TEXT SEGMENT —
————————

Leonard Leo’s Dark Money Against Consumer Protection
Leonard Leo, a Trump adviser behind the Supreme Court’s conservative supermajority, has long sought to shape policy through state attorney general offices. His dark money network is now working to bring a Republican attorney general to power in Iowa.
In August, the Lever and ProPublica exposed the largest political advocacy donation in US history — a mammoth $1.6 billion donation to a dark money group led by Leonard Leo, who as former president Donald Trump’s judicial adviser helped build the Supreme Court’s conservative supermajority to overturn federal protections for abortion rights.
Leo’s dark money network has been relatively quiet this election cycle, but Iowans are now getting a firsthand look at how the conservative legal activist and his allies intend to use their spoils to influence elections and crush efforts to protect consumers — such as taking the sort of financial misconduct accusations usually aimed at their allies and throwing them back at Democrats.

————————

REQUIREMENTS —
A – Reproduce verbatim everything in the passage on Leonard Leo's dark money network from "In August, the" down to "for abortion rights.".
B – Extend the passage on Leonard Leo's dark money network, beginning immediately after its final sentence.
The data that follow are independent of the passage on Leonard Leo's dark money network.

DATA —
————————

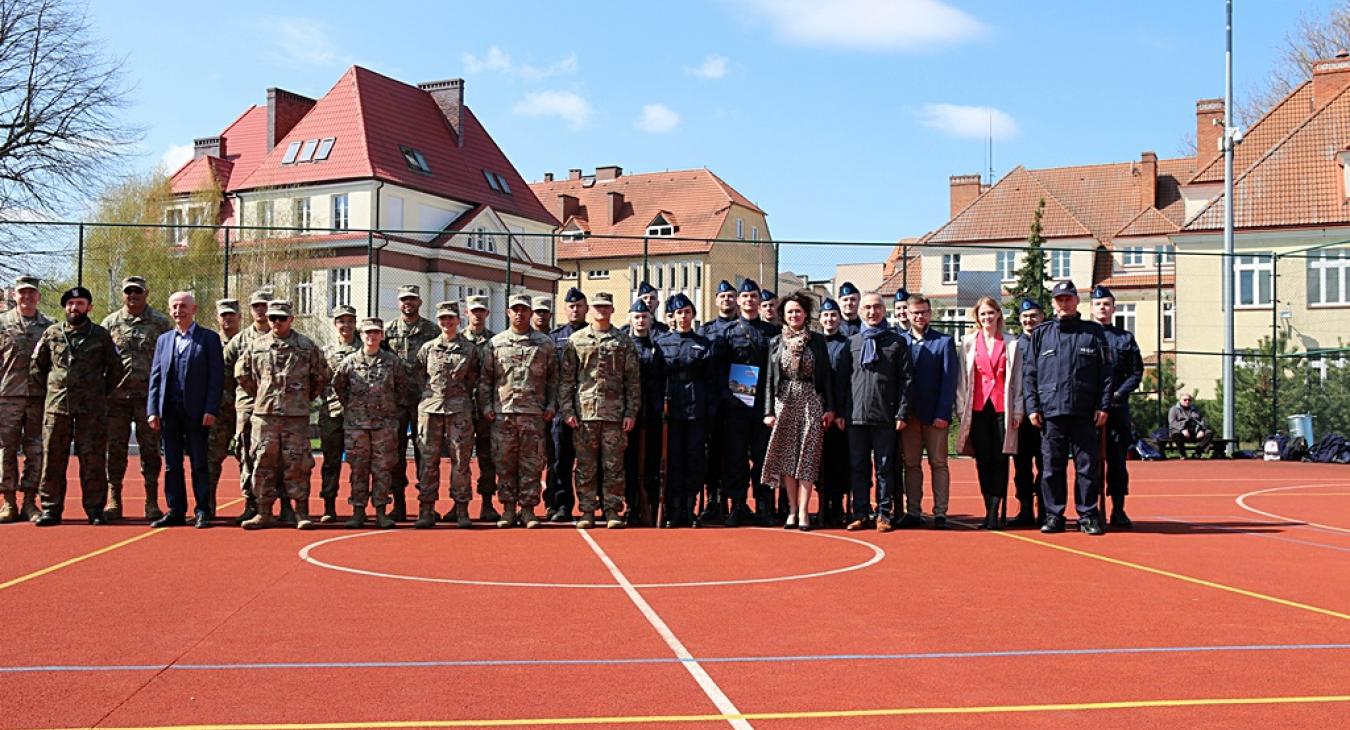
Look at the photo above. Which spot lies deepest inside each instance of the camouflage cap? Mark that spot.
(278, 308)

————————

RESPONSE LIST —
A –
In August, the Lever and ProPublica exposed the largest political advocacy donation in US history — a mammoth $1.6 billion donation to a dark money group led by Leonard Leo, who as former president Donald Trump’s judicial adviser helped build the Supreme Court’s conservative supermajority to overturn federal protections for abortion rights.

B –
In September, Leo’s dark money network registered a new fictitious entity, called the Alliance for Consumers Action Fund. The alliance soon began running TV ads in Iowa attacking the state’s Democratic attorney general, Tom Miller, over his role as chairman of the National Association of Attorneys General (NAAG). According to AdImpact, the group has reserved $93,000 worth of ads against Miller, who is up for reelection next week.
Their message is quite jarring: “Consumers are hurting, but Attorney General Tom Miller isn’t helping,” the ad says. “A Miller-run group took $280 million from consumer protection cases. Miller isn’t sending that money to victims. He’s using it for A-list trips to London, and stashing it in overseas investments. Miller’s operation has been called a racket. It needs to stop. Tell Tom Miller: No more overseas trips and foreign investments. Give the money back to victims here in Iowa.”
There’s some irony to the accusation, given that Leo’s network has long been the top funder of the Republican Attorneys General Association (RAGA), which critics have decried as a corporate “pay-to-play” operation.
NAAG, a century-old, nonpartisan forum for state attorneys general, collects funds from settlement agreements between attorneys general and companies. A $574 million agreement with the consulting firm McKinsey & Company for helping fuel the opioid crisis sent $15 million to NAAG. The association and its Mission Foundation reported roughly $280 million in assets in 2021.
According to Miller and NAAG, the funds from settlements are used to support litigation assistance. “NAAG assists us in protecting constituents by funding conferences, training, and grants for investigations,” Miller said in August. “This is how our offices hold people accountable, from small-time scammers to big tech companies and opioid makers and distributors.”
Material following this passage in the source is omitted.